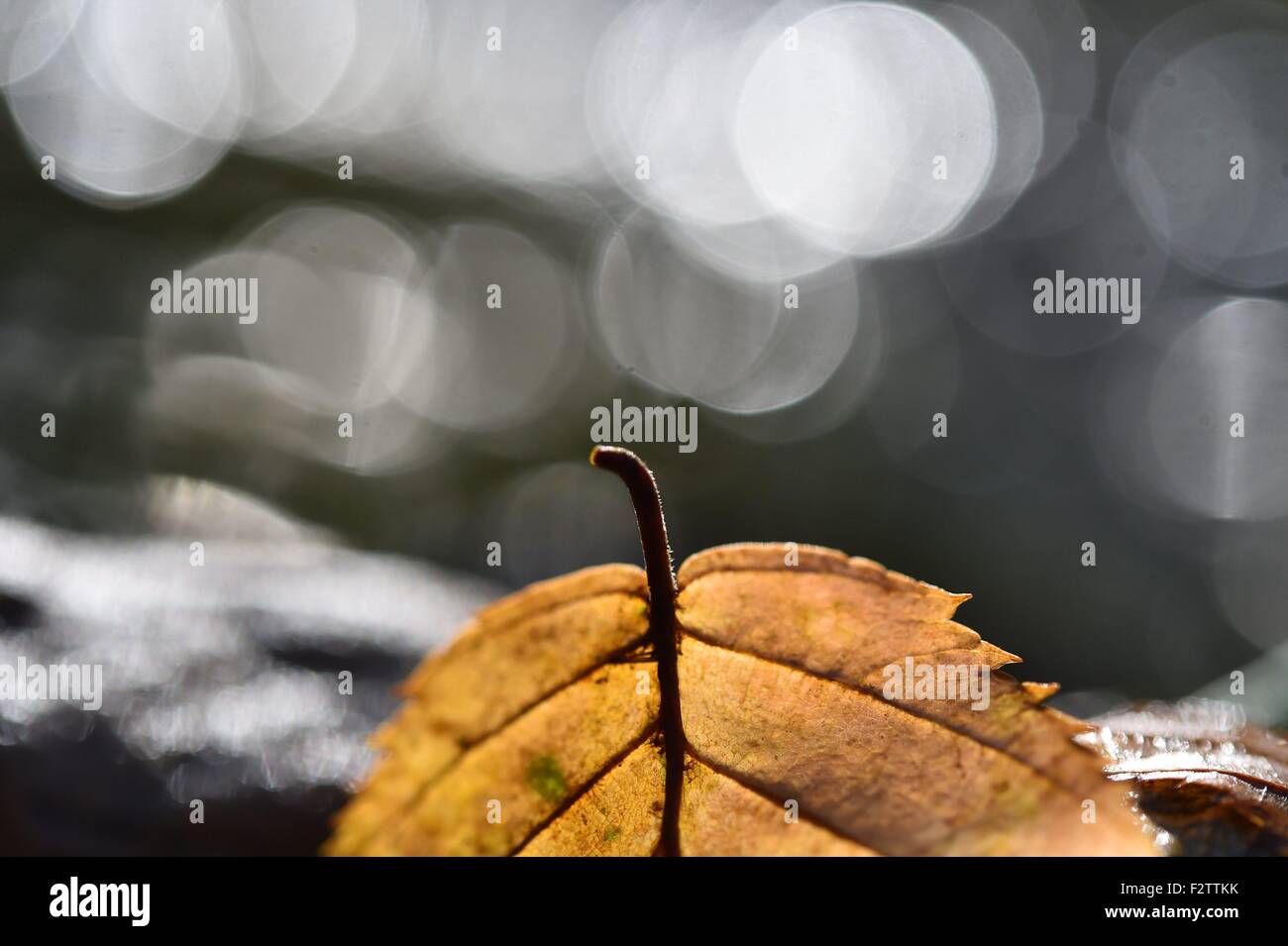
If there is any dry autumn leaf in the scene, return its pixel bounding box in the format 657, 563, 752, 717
326, 448, 1155, 855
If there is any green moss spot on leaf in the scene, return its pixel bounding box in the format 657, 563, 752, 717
523, 756, 568, 804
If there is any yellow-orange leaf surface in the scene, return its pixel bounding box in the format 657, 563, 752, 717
326, 545, 1154, 856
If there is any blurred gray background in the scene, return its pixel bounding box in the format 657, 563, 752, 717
0, 0, 1288, 852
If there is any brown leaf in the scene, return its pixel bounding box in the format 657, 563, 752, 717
326, 451, 1155, 855
1079, 700, 1288, 856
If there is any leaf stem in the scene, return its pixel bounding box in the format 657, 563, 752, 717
590, 447, 688, 857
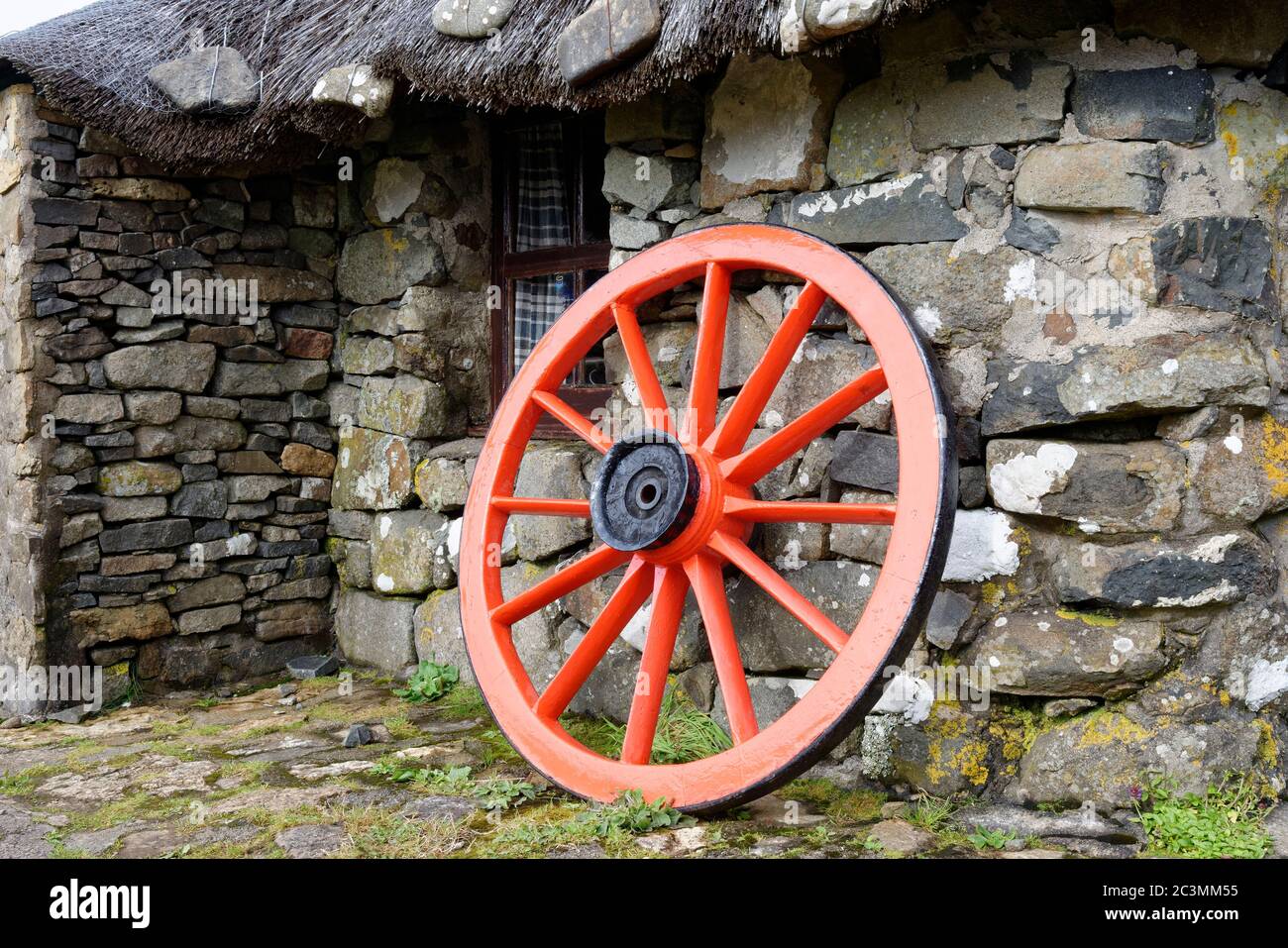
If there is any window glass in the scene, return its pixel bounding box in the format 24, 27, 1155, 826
512, 123, 572, 254
514, 273, 575, 372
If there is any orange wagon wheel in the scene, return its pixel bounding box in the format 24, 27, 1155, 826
460, 224, 957, 812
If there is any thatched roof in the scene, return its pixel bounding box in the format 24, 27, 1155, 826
0, 0, 935, 166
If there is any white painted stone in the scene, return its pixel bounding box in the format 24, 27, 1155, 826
872, 671, 935, 724
944, 509, 1020, 582
988, 445, 1078, 514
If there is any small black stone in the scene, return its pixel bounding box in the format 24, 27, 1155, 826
286, 656, 340, 679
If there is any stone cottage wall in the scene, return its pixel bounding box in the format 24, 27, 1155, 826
26, 97, 350, 690
404, 3, 1288, 807
585, 4, 1288, 806
0, 0, 1288, 809
0, 86, 53, 715
0, 86, 490, 711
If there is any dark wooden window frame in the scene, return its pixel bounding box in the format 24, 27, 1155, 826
492, 112, 613, 438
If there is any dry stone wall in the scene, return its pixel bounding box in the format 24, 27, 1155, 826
400, 4, 1288, 810
16, 99, 339, 698
0, 0, 1288, 810
0, 86, 488, 712
0, 85, 53, 715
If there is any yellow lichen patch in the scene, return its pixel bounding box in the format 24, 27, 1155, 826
948, 741, 988, 787
1261, 415, 1288, 500
1012, 526, 1033, 559
1253, 717, 1279, 768
1077, 711, 1154, 747
988, 704, 1051, 774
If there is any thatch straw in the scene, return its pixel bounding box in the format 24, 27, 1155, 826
0, 0, 935, 166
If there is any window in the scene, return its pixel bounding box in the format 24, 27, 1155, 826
492, 113, 612, 437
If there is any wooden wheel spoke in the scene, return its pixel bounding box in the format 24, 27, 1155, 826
711, 531, 849, 652
535, 557, 653, 720
622, 567, 690, 764
492, 497, 590, 516
705, 282, 827, 458
725, 497, 897, 524
680, 263, 730, 445
720, 369, 886, 485
613, 303, 675, 434
684, 555, 760, 745
490, 546, 631, 626
532, 391, 613, 454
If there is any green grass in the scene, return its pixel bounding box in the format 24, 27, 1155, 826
575, 687, 733, 764
472, 790, 695, 857
369, 759, 474, 796
434, 685, 490, 721
394, 661, 461, 704
778, 778, 885, 824
909, 793, 960, 833
966, 825, 1015, 849
1136, 774, 1270, 859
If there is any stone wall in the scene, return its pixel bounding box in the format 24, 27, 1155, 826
0, 0, 1288, 807
311, 110, 492, 673
409, 4, 1288, 807
0, 85, 53, 715
0, 86, 488, 711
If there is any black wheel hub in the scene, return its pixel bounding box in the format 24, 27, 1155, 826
590, 430, 699, 552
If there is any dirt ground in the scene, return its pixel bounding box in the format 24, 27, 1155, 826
0, 673, 1133, 858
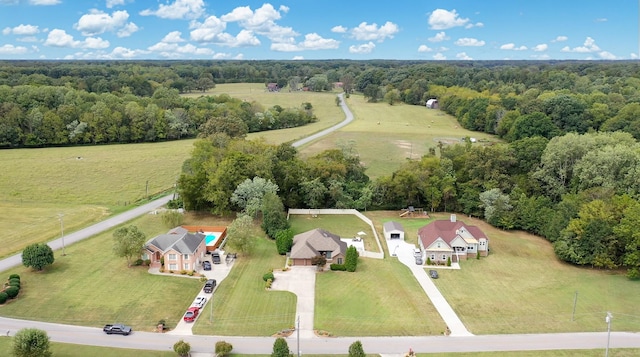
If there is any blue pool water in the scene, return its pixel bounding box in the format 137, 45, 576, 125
204, 234, 218, 245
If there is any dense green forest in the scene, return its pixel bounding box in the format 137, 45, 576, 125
0, 60, 640, 278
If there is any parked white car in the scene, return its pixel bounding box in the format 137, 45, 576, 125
191, 296, 207, 309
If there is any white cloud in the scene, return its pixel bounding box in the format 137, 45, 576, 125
428, 9, 469, 30
140, 0, 204, 20
331, 25, 347, 33
2, 24, 40, 36
433, 52, 447, 61
44, 29, 80, 48
500, 43, 527, 51
428, 31, 449, 42
351, 21, 400, 42
598, 51, 617, 60
0, 44, 29, 55
73, 9, 138, 37
533, 43, 549, 52
220, 4, 299, 42
160, 31, 185, 43
456, 52, 473, 61
106, 0, 124, 9
349, 42, 376, 54
561, 37, 600, 53
44, 29, 110, 49
29, 0, 62, 6
454, 37, 485, 46
464, 22, 484, 29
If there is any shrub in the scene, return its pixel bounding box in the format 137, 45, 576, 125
4, 286, 20, 299
344, 246, 358, 272
216, 341, 233, 356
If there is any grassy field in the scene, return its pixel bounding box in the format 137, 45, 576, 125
187, 83, 345, 144
193, 238, 296, 336
0, 211, 202, 331
367, 212, 640, 334
301, 95, 498, 178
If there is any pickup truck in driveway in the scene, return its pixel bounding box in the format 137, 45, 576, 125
102, 324, 131, 336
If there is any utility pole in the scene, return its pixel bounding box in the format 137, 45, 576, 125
296, 315, 300, 357
604, 311, 613, 357
58, 213, 67, 256
571, 291, 578, 321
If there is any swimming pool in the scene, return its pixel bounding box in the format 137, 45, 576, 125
204, 233, 218, 245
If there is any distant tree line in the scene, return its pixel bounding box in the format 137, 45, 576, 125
0, 85, 317, 148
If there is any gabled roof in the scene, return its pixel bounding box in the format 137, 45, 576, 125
290, 228, 347, 259
418, 220, 487, 247
145, 227, 205, 254
383, 221, 404, 232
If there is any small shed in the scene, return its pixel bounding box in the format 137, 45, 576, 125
383, 221, 404, 240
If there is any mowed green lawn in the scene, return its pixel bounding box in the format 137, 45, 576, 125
193, 237, 296, 336
301, 95, 498, 178
367, 212, 640, 334
186, 83, 345, 144
0, 140, 193, 257
0, 211, 202, 331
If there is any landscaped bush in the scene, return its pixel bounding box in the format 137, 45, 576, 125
216, 341, 233, 356
4, 286, 20, 299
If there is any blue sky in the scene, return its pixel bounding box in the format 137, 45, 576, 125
0, 0, 640, 60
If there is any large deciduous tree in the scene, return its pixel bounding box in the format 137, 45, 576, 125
11, 328, 52, 357
113, 225, 147, 267
22, 243, 55, 270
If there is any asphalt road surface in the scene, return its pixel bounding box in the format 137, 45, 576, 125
0, 97, 640, 355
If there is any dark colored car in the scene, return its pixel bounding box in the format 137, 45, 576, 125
202, 279, 216, 293
184, 306, 200, 322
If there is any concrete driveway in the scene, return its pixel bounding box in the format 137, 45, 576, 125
387, 241, 472, 336
271, 266, 317, 338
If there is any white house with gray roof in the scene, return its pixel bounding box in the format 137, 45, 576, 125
382, 221, 404, 240
142, 227, 207, 271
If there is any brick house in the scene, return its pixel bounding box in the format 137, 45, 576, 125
289, 228, 347, 265
418, 214, 489, 264
142, 227, 207, 271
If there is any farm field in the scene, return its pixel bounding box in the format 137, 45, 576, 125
300, 95, 499, 179
367, 212, 640, 334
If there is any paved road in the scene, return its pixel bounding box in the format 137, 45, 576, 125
0, 195, 172, 271
0, 317, 640, 355
0, 94, 640, 355
291, 93, 353, 147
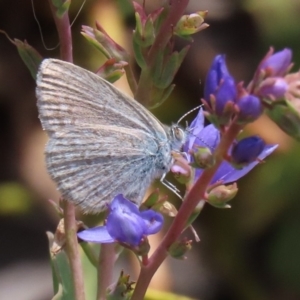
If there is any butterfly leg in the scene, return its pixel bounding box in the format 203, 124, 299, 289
160, 173, 182, 200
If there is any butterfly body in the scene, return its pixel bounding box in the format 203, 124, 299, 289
36, 59, 185, 212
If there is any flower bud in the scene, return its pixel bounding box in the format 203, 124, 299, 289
231, 136, 265, 168
174, 11, 209, 38
203, 55, 237, 127
257, 77, 288, 100
259, 48, 292, 77
81, 22, 129, 62
237, 95, 263, 123
190, 146, 215, 169
206, 183, 238, 208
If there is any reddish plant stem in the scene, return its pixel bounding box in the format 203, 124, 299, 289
131, 122, 242, 300
48, 0, 85, 300
64, 201, 85, 300
97, 243, 116, 300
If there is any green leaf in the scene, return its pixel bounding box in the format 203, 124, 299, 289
52, 0, 71, 18
132, 40, 147, 69
149, 84, 175, 109
14, 39, 43, 79
144, 289, 195, 300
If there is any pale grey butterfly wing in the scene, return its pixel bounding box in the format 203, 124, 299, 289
36, 59, 172, 212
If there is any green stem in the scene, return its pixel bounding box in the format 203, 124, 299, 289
135, 0, 189, 107
124, 64, 137, 95
48, 0, 73, 62
131, 122, 242, 300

-----

Reproduce the material above verbatim, starting at its first line and continuing through the line that contains "326, 545, 1154, 856", with both ends included. Omit the pictures from your reproduction.

■ **THE REPLY**:
If there is any dry autumn leaf in the scene, return its pixel bounding box in the format 657, 563, 752, 717
326, 448, 1155, 855
If there is any green moss spot on leaf in the scene, return its pixel bounding box in the format 657, 563, 752, 717
523, 756, 568, 804
If there is any yellow-orange leaf surface in the scene, return its pixel bounding box in the format 657, 563, 752, 717
326, 545, 1154, 856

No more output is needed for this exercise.